§ **Exercise**:
Could you copy each line of the entries that contains "below"?

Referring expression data
········

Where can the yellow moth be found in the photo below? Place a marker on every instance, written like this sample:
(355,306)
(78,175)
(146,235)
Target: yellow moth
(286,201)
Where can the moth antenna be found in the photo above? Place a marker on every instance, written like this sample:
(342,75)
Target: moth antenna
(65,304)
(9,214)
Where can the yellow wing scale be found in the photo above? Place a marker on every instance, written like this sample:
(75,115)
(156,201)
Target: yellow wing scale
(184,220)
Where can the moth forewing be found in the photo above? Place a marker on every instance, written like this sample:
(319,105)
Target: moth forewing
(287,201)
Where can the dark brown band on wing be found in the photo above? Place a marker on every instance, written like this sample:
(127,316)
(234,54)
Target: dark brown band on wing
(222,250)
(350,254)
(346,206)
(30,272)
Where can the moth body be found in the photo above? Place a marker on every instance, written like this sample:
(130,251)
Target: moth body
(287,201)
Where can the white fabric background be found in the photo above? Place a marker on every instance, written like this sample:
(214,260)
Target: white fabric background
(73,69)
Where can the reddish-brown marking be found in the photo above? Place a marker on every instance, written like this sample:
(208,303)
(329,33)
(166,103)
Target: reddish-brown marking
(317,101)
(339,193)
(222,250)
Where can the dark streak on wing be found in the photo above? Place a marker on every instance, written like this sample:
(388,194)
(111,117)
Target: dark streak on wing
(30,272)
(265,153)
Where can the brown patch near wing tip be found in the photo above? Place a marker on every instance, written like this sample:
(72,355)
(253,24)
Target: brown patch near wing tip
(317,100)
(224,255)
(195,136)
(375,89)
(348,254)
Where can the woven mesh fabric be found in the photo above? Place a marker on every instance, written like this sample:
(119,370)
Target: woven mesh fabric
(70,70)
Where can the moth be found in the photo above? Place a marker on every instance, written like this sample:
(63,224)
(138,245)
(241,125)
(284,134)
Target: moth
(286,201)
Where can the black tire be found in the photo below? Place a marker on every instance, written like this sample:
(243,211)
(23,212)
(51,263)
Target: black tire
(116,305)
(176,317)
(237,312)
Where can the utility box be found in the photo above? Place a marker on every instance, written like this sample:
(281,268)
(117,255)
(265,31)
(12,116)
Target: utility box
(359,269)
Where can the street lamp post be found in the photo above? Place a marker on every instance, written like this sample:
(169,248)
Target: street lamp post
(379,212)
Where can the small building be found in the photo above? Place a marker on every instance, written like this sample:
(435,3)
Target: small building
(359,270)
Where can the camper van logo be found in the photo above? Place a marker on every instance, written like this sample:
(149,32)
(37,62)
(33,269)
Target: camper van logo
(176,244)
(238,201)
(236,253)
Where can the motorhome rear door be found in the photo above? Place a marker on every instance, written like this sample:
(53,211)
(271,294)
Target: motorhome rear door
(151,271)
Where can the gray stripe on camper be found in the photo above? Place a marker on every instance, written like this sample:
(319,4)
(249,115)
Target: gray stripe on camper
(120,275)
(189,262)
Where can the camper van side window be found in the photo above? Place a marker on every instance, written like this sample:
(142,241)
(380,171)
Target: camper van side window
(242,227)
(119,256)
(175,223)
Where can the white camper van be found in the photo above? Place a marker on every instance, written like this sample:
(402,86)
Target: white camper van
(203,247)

········

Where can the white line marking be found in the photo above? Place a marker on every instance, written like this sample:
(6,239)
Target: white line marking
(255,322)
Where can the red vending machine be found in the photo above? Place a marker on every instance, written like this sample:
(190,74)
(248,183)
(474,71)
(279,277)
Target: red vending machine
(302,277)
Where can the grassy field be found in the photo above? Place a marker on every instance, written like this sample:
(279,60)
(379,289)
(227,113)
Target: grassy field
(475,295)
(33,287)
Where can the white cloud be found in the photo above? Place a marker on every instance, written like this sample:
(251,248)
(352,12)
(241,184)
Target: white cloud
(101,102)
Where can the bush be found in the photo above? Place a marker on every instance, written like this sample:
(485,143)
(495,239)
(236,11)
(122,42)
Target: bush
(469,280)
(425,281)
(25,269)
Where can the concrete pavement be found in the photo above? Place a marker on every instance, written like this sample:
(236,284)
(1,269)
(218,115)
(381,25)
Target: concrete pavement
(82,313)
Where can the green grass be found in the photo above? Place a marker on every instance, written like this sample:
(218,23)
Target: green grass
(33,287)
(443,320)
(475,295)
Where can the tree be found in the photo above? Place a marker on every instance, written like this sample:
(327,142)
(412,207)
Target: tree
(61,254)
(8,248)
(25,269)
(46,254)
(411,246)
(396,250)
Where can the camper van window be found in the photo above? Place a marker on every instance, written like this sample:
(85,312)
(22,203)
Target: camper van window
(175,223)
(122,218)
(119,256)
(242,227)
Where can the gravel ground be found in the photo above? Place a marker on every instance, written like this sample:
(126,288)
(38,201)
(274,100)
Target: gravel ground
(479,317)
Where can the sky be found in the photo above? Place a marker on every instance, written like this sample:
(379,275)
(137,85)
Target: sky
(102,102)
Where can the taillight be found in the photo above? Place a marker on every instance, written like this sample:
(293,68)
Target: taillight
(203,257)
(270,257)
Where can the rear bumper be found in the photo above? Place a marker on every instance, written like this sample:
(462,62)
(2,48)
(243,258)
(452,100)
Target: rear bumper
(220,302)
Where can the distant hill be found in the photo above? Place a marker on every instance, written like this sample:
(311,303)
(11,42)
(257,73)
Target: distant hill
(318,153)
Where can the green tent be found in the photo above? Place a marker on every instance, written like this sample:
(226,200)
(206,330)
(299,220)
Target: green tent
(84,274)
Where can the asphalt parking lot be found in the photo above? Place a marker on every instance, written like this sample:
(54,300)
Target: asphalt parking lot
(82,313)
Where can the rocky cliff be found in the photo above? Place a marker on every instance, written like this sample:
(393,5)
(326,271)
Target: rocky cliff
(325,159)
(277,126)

········

§ **Solution for this problem**:
Where can the yellow moth be found in the photo below? Place a marker on every instance, written like this sample:
Where can the black tire be found in the photo below? Place a marker on every instance, written like this sample:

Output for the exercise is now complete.